* Text provided *
>>>

Fun and Games with JET / JS / SVM / Solaris
By mrbill on Jun 17, 2008
So this project is all about deployment. We have many (dozens of) T5220 servers, loaded with memory and disks. Within those servers, we want to deploy 36 zones each. One zone will be an MQ (Sun Java System Message Queue) instance for the local application/web zones, one zone will be a "template zone" for cloning, and 34 zones will be production zones running App Server (Sun Java System Application Server) and Web Server (Sun Java System Web Server). Of course, all of these wonderful products are part of the Sun Java Application Platform Suite, a key component of JES (Sun Java Enterprise System). There, we got all those marketing links and product names out of the way.
So this deployment architecture has several key dependencies and local requirements that presented "challenges". By "challenges", I mean decisions written in stone before the project started that make those of us doing the implementation react by rolling our eyes, sighing heavily, or responding with "Ummm... are you sure you want to do that?". Some key examples of the requirements include:
Full Root zones
Multiple dedicated filesystems per zone
Separate /var filesystem, global and local zones
Live Upgrade in global and local zones
ZFS is not an option, Solaris Volume Manager and UFS only
Global zone deployed with all local zone filesystems created and waiting
Local zones deployed on demand using the pre-created filesystems
The provisioning servers (N1SPS and N1SM) will be clustered
The whole thing must fit on the internal disk drives
Easy, right? Yeah, nothing in there really looks like a show-stopper. Maybe some stuff that isn't "de-facto standard", or "traditional", or even "the easy way to do it". Now throw in the final requirement. From the first day that you stick a Solaris installation DVD into the machine until the "final release" of the deployment framework into the test environment is 60 days. Yeah. 60. A total of 60 days to get Jumpstart, JET, N1SPS, N1SM and Solaris Cluster all up, running, configured, and production ready, integrated into the existing customer IT environment and standards. Sure, no problem.
So step one, we need a solid foundation to build this stack on. This means having a standard flar image to deploy with. We configured a Jumpstart/JET server in our development lab, and started brainstorming our best guess as to what we would need at the end of the project as far as features, functionality, and configuration. We knew that the flar image was going to be a "frequent revision" item. So step one, to reduce deployment and patching times, and to reduce exposure, "minimize" the Solaris image on the production systems. There were over 1400 packages in the image that the customer was using (SUNWCall). This included Xwindows, Gnome, audio, CDE, demo stuff, and lots of other goodies that we knew we wanted to strip out for a headless server. My cohort started stripping out packages from SUNWCall, tracking dependencies and installation order as he went. I started with the "minimum" Metaclusters (SUNWCrnet and SUNWCmreq) and worked my way up, hoping that we would meet in the middle somewhere with a minimum of conflicts.

<<<

* Stored rows *
>>>

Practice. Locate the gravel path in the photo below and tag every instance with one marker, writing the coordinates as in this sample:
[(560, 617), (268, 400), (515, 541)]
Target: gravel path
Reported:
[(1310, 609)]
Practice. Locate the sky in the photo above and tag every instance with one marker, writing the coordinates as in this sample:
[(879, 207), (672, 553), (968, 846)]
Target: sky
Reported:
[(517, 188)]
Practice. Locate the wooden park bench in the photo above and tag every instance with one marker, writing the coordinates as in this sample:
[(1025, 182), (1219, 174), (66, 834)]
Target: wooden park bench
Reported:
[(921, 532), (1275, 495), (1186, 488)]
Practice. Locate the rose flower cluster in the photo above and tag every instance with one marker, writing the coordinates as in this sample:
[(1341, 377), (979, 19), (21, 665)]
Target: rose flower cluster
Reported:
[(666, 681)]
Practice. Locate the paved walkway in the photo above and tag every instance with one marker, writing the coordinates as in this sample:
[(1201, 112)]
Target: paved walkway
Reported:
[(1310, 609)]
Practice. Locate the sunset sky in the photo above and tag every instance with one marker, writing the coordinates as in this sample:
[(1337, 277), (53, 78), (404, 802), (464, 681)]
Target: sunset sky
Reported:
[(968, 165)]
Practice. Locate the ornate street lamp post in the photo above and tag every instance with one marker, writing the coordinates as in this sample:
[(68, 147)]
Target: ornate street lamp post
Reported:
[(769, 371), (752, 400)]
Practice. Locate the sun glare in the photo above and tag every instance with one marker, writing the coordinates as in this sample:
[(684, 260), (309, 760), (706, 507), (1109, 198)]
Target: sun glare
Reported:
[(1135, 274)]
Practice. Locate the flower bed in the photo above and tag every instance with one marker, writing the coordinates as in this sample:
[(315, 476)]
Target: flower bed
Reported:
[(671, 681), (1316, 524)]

<<<

* Goal of the exercise *
Retype the passage of the Solaris deployment post between "Fun and Games" and "of the way.", inclusive.

* Result below *
Fun and Games with JET / JS / SVM / Solaris
By mrbill on Jun 17, 2008
So this project is all about deployment. We have many (dozens of) T5220 servers, loaded with memory and disks. Within those servers, we want to deploy 36 zones each. One zone will be an MQ (Sun Java System Message Queue) instance for the local application/web zones, one zone will be a "template zone" for cloning, and 34 zones will be production zones running App Server (Sun Java System Application Server) and Web Server (Sun Java System Web Server). Of course, all of these wonderful products are part of the Sun Java Application Platform Suite, a key component of JES (Sun Java Enterprise System). There, we got all those marketing links and product names out of the way.